(Stored records)
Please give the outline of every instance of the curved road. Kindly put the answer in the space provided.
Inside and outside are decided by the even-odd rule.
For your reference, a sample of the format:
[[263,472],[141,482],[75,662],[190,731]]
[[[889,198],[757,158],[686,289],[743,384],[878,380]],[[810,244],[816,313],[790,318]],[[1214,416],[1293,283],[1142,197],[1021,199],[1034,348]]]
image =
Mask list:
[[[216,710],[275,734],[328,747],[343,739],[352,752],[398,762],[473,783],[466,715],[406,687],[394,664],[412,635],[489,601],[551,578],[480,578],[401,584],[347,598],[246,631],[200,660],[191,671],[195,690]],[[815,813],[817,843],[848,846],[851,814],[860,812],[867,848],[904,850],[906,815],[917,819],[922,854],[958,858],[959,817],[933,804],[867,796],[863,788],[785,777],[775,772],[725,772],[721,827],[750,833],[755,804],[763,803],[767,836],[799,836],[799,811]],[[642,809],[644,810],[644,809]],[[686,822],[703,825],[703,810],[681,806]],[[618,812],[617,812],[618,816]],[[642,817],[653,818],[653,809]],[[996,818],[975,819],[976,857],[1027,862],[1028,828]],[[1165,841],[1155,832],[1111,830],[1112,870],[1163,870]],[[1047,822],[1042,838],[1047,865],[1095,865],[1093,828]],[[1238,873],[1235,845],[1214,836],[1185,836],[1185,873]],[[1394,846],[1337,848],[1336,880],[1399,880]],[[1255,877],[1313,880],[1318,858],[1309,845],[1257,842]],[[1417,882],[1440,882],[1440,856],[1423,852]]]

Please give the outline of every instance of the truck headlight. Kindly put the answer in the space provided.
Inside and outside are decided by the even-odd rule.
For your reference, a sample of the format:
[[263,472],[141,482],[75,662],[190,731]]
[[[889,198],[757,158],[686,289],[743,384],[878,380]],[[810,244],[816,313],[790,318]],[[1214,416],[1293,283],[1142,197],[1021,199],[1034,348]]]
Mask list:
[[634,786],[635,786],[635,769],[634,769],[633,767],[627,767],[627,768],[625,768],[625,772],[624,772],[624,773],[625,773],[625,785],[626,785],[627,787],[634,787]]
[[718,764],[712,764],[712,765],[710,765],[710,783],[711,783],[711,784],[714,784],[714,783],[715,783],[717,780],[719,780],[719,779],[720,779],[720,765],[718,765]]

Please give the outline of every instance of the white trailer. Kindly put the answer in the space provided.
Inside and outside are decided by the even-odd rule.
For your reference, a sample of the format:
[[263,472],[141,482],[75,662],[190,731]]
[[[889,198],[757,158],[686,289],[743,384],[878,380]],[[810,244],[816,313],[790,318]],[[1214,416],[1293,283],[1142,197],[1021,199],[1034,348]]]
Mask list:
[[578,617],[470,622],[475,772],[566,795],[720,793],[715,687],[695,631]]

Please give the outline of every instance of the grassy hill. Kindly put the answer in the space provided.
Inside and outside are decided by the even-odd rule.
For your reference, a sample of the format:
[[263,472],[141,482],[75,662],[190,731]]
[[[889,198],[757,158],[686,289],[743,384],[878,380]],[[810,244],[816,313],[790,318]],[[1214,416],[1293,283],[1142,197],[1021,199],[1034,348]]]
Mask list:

What needs to be done: Your job here is to copy the entries above exactly.

Problem solution:
Please give the outline of every instance of the curved road. Kindly put the answer in the space provided.
Inside and outside are decided by the even-odd rule.
For your reference, a sample of the format:
[[263,472],[141,482],[75,662],[190,731]]
[[[889,198],[757,158],[686,289],[743,384],[878,380]],[[810,244],[816,313],[790,318]],[[1214,416],[1293,283],[1142,197],[1021,199],[1034,348]]]
image =
Mask list:
[[[216,710],[275,734],[328,747],[343,739],[352,752],[398,762],[473,783],[466,715],[406,687],[394,664],[412,635],[489,601],[551,578],[480,578],[401,584],[347,598],[246,631],[200,660],[191,671],[195,690]],[[815,813],[817,843],[848,846],[851,814],[860,812],[867,848],[904,850],[906,815],[917,819],[922,854],[958,858],[959,817],[933,804],[867,796],[863,788],[785,777],[775,772],[725,772],[721,827],[750,833],[755,804],[763,803],[767,836],[799,836],[799,811]],[[642,809],[644,810],[644,809]],[[686,822],[703,825],[703,810],[681,806]],[[618,812],[617,812],[618,816]],[[642,817],[653,818],[653,809]],[[996,818],[975,819],[976,857],[1027,862],[1028,828]],[[1165,841],[1155,832],[1111,830],[1112,870],[1163,870]],[[1047,822],[1042,838],[1047,865],[1095,865],[1093,828]],[[1238,873],[1235,845],[1214,836],[1185,836],[1185,873]],[[1394,846],[1337,848],[1336,880],[1399,880]],[[1255,877],[1313,880],[1318,858],[1309,845],[1257,842]],[[1417,882],[1440,882],[1440,856],[1423,852]]]

Please give the outline of every instance of the truck headlight. Kindly put the answer in the space provided.
Inside and outside are decided by the even-odd rule.
For your reference, a sample of the format:
[[263,472],[141,482],[75,662],[190,731]]
[[[889,198],[757,158],[686,289],[743,384],[878,380]],[[810,244],[816,313],[790,318]],[[1214,416],[1293,283],[1142,197],[1021,199],[1034,348]]]
Mask list:
[[634,786],[635,786],[635,769],[634,769],[633,767],[627,767],[627,768],[625,768],[625,772],[624,772],[624,773],[625,773],[625,785],[626,785],[627,787],[634,787]]
[[718,764],[712,764],[712,765],[710,765],[710,783],[711,783],[711,784],[714,784],[714,783],[715,783],[717,780],[719,780],[719,779],[720,779],[720,765],[718,765]]

Please give the outline of every instance of the white trailer. Kindly put the answer in the space provided.
Inside and outside are decided by the even-odd rule.
For your reference, a sample of the format:
[[263,472],[141,482],[75,662],[190,731]]
[[[889,198],[757,158],[686,289],[743,384],[878,380]],[[810,244],[816,313],[790,318]],[[1214,416],[1293,283],[1142,197],[1021,199],[1034,348]]]
Mask list:
[[578,617],[470,622],[475,772],[566,795],[720,793],[715,687],[695,631]]

Please give the outline of every instance of the grassy hill. Kindly put the answer in the space provided.
Inside and outside are decided by the even-odd rule.
For your reference, a sample of the format:
[[263,472],[141,482],[75,662],[190,731]]
[[[889,198],[757,158],[686,289],[743,384],[878,380]],[[810,244],[816,313],[790,318]],[[1214,416],[1293,283],[1142,197],[1021,199],[1034,348]]]
Mask list:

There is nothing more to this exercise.